Exercise brief: Please copy all the lines that follow, word for word.

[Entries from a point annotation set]

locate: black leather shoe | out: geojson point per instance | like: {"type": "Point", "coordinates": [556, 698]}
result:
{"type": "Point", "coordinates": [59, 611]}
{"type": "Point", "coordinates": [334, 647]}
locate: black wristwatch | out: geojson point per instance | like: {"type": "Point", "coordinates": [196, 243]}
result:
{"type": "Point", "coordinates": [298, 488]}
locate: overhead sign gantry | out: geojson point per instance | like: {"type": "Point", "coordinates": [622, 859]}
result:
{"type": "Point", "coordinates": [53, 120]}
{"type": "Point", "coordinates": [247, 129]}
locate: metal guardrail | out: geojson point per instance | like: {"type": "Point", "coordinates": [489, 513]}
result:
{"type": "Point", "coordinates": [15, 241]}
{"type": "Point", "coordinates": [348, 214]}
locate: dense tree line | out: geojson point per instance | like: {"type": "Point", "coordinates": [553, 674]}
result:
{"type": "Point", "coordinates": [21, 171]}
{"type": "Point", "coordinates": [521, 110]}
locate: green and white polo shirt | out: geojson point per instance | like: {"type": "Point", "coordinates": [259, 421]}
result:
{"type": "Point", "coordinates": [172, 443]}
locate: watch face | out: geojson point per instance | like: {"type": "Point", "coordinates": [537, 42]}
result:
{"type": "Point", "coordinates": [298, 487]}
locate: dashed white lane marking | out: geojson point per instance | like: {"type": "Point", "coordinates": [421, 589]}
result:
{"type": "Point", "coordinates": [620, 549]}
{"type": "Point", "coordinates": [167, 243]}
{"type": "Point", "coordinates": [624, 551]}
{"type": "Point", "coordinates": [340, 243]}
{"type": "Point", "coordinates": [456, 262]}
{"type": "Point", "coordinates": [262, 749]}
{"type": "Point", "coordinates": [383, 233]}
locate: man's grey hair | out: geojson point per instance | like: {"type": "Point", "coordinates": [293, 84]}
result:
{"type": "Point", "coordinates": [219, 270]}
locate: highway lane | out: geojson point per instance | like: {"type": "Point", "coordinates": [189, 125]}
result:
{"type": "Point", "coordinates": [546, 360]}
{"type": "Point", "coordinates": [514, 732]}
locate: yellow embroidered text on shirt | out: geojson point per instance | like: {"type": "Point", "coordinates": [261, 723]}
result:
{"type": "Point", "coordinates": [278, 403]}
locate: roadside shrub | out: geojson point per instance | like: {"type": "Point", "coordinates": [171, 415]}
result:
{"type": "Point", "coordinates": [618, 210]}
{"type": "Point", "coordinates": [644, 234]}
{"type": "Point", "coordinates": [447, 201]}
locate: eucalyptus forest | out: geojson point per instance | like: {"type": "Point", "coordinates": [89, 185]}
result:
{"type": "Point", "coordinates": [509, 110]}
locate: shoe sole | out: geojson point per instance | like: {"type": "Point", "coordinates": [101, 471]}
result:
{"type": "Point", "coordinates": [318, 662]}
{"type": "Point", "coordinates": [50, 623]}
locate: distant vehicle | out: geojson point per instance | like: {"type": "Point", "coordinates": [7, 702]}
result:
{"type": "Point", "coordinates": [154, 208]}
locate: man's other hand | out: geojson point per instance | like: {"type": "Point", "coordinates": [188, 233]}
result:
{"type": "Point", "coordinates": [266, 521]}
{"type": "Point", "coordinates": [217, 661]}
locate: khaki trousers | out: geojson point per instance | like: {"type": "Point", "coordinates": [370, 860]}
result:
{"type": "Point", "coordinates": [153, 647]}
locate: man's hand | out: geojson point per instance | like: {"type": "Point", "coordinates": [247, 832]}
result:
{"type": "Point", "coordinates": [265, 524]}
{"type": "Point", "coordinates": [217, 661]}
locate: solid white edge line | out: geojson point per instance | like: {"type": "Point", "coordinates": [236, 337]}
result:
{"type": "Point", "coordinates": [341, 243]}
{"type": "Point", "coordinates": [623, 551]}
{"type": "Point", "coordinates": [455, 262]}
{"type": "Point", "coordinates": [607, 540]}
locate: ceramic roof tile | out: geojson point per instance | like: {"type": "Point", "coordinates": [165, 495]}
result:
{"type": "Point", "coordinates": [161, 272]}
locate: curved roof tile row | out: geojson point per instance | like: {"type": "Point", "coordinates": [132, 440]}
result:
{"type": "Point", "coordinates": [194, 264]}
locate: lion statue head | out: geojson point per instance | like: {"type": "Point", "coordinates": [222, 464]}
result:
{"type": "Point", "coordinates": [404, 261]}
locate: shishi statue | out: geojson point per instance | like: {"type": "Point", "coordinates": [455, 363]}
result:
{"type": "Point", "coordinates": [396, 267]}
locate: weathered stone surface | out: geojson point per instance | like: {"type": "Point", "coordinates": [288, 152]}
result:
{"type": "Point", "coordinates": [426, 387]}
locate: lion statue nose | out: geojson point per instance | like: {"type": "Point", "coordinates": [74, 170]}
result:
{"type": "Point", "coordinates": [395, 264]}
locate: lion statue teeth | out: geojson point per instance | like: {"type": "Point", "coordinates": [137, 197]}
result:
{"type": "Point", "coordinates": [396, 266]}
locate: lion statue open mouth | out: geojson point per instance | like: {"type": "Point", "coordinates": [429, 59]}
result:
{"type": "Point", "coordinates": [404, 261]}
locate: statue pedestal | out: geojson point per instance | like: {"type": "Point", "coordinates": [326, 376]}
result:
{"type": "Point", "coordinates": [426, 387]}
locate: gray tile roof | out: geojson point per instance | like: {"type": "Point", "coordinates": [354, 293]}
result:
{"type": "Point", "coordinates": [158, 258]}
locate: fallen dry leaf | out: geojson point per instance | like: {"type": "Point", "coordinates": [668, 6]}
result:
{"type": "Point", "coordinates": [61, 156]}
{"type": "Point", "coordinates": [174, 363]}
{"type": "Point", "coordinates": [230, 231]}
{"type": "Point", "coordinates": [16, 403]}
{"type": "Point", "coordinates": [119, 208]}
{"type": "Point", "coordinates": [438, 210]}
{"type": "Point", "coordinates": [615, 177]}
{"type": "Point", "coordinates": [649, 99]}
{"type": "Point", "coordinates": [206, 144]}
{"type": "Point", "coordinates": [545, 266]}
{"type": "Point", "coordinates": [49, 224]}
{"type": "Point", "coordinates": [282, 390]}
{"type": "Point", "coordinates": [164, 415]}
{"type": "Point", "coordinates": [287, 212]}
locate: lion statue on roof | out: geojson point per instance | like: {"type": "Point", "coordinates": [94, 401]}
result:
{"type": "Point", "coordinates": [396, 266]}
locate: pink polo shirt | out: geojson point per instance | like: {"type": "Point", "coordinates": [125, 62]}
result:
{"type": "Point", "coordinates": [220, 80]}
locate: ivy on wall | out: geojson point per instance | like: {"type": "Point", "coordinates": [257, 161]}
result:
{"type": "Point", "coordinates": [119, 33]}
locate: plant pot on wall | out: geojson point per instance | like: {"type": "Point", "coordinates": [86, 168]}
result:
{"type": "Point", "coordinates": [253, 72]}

Result:
locate: black leather shoe | out: geojson point per instance | like: {"type": "Point", "coordinates": [556, 698]}
result:
{"type": "Point", "coordinates": [59, 611]}
{"type": "Point", "coordinates": [334, 647]}
locate: black wristwatch | out: geojson point per instance | like: {"type": "Point", "coordinates": [196, 243]}
result:
{"type": "Point", "coordinates": [298, 488]}
locate: overhead sign gantry | out: geojson point per instance | like: {"type": "Point", "coordinates": [622, 859]}
result:
{"type": "Point", "coordinates": [53, 120]}
{"type": "Point", "coordinates": [247, 129]}
locate: metal guardrail | out: geojson point per instance | like: {"type": "Point", "coordinates": [489, 513]}
result:
{"type": "Point", "coordinates": [15, 241]}
{"type": "Point", "coordinates": [348, 214]}
locate: dense tree line | out: geojson point per instance | like: {"type": "Point", "coordinates": [553, 674]}
result:
{"type": "Point", "coordinates": [21, 171]}
{"type": "Point", "coordinates": [521, 110]}
locate: green and white polo shirt | out: geojson point per instance | like: {"type": "Point", "coordinates": [259, 421]}
result:
{"type": "Point", "coordinates": [172, 443]}
locate: watch face | out: geojson point per instance | like: {"type": "Point", "coordinates": [537, 42]}
result:
{"type": "Point", "coordinates": [298, 487]}
locate: dashed white lane marking | out: geojson point per instance | like: {"type": "Point", "coordinates": [421, 589]}
result:
{"type": "Point", "coordinates": [620, 549]}
{"type": "Point", "coordinates": [167, 243]}
{"type": "Point", "coordinates": [624, 551]}
{"type": "Point", "coordinates": [340, 243]}
{"type": "Point", "coordinates": [456, 262]}
{"type": "Point", "coordinates": [262, 749]}
{"type": "Point", "coordinates": [383, 233]}
locate: man's grey hair | out: geojson point per instance | like: {"type": "Point", "coordinates": [293, 84]}
result:
{"type": "Point", "coordinates": [219, 270]}
locate: highway lane | out: geojson point per instance | like: {"type": "Point", "coordinates": [189, 125]}
result:
{"type": "Point", "coordinates": [546, 360]}
{"type": "Point", "coordinates": [514, 732]}
locate: yellow embroidered text on shirt | out: geojson point per instance | like: {"type": "Point", "coordinates": [261, 723]}
result:
{"type": "Point", "coordinates": [278, 403]}
locate: roadside shrub | out: geojson point per instance | like: {"type": "Point", "coordinates": [171, 415]}
result:
{"type": "Point", "coordinates": [618, 210]}
{"type": "Point", "coordinates": [644, 234]}
{"type": "Point", "coordinates": [447, 201]}
locate: eucalyptus forest | out: geojson point per instance | like: {"type": "Point", "coordinates": [89, 185]}
result:
{"type": "Point", "coordinates": [509, 110]}
locate: shoe sole | out: geojson point per instance | like: {"type": "Point", "coordinates": [101, 471]}
result:
{"type": "Point", "coordinates": [318, 662]}
{"type": "Point", "coordinates": [50, 623]}
locate: distant vehicle | out: geojson point per instance | like: {"type": "Point", "coordinates": [7, 702]}
result:
{"type": "Point", "coordinates": [154, 208]}
locate: man's other hand | out: geojson point per instance | like: {"type": "Point", "coordinates": [188, 233]}
result:
{"type": "Point", "coordinates": [266, 521]}
{"type": "Point", "coordinates": [217, 661]}
locate: khaki trousers | out: geojson point per instance | like: {"type": "Point", "coordinates": [370, 860]}
result:
{"type": "Point", "coordinates": [153, 647]}
locate: man's hand | out: geojson point per instance | like: {"type": "Point", "coordinates": [247, 832]}
result:
{"type": "Point", "coordinates": [265, 524]}
{"type": "Point", "coordinates": [217, 661]}
locate: solid white edge line | out: geojson point per instance | like: {"type": "Point", "coordinates": [236, 337]}
result:
{"type": "Point", "coordinates": [341, 243]}
{"type": "Point", "coordinates": [623, 551]}
{"type": "Point", "coordinates": [455, 262]}
{"type": "Point", "coordinates": [607, 540]}
locate: ceramic roof tile | out: geojson point per instance | like: {"type": "Point", "coordinates": [165, 495]}
result:
{"type": "Point", "coordinates": [161, 272]}
locate: curved roof tile row | out: geojson point per instance | like: {"type": "Point", "coordinates": [132, 440]}
result:
{"type": "Point", "coordinates": [194, 264]}
locate: lion statue head | out: geojson point per instance | like: {"type": "Point", "coordinates": [222, 464]}
result:
{"type": "Point", "coordinates": [404, 261]}
locate: shishi statue | out: geojson point per instance | like: {"type": "Point", "coordinates": [455, 363]}
result:
{"type": "Point", "coordinates": [396, 267]}
locate: weathered stone surface | out: geojson point per instance | like: {"type": "Point", "coordinates": [288, 152]}
result:
{"type": "Point", "coordinates": [426, 387]}
locate: lion statue nose | out: geojson point per instance | like: {"type": "Point", "coordinates": [74, 170]}
result:
{"type": "Point", "coordinates": [395, 264]}
locate: lion statue teeth | out: geojson point per instance | like: {"type": "Point", "coordinates": [137, 197]}
result:
{"type": "Point", "coordinates": [396, 266]}
locate: lion statue open mouth | out: geojson point per instance | like: {"type": "Point", "coordinates": [429, 59]}
result:
{"type": "Point", "coordinates": [404, 261]}
locate: statue pedestal | out: geojson point per instance | like: {"type": "Point", "coordinates": [326, 376]}
result:
{"type": "Point", "coordinates": [426, 387]}
locate: gray tile roof | out: geojson point per instance | like: {"type": "Point", "coordinates": [354, 293]}
result:
{"type": "Point", "coordinates": [158, 258]}
locate: fallen dry leaf | out: geojson point per instance | like: {"type": "Point", "coordinates": [668, 6]}
result:
{"type": "Point", "coordinates": [61, 156]}
{"type": "Point", "coordinates": [174, 363]}
{"type": "Point", "coordinates": [230, 231]}
{"type": "Point", "coordinates": [16, 403]}
{"type": "Point", "coordinates": [119, 208]}
{"type": "Point", "coordinates": [438, 210]}
{"type": "Point", "coordinates": [615, 177]}
{"type": "Point", "coordinates": [649, 99]}
{"type": "Point", "coordinates": [206, 144]}
{"type": "Point", "coordinates": [545, 266]}
{"type": "Point", "coordinates": [49, 224]}
{"type": "Point", "coordinates": [282, 390]}
{"type": "Point", "coordinates": [164, 415]}
{"type": "Point", "coordinates": [287, 212]}
locate: lion statue on roof | out: geojson point per instance | like: {"type": "Point", "coordinates": [94, 401]}
result:
{"type": "Point", "coordinates": [396, 266]}
locate: pink polo shirt | out: geojson point per instance | like: {"type": "Point", "coordinates": [125, 62]}
result:
{"type": "Point", "coordinates": [220, 80]}
locate: ivy on wall | out: geojson point per instance | like: {"type": "Point", "coordinates": [257, 161]}
result:
{"type": "Point", "coordinates": [119, 33]}
locate: plant pot on wall | out: geojson point per instance | like: {"type": "Point", "coordinates": [86, 168]}
result:
{"type": "Point", "coordinates": [253, 72]}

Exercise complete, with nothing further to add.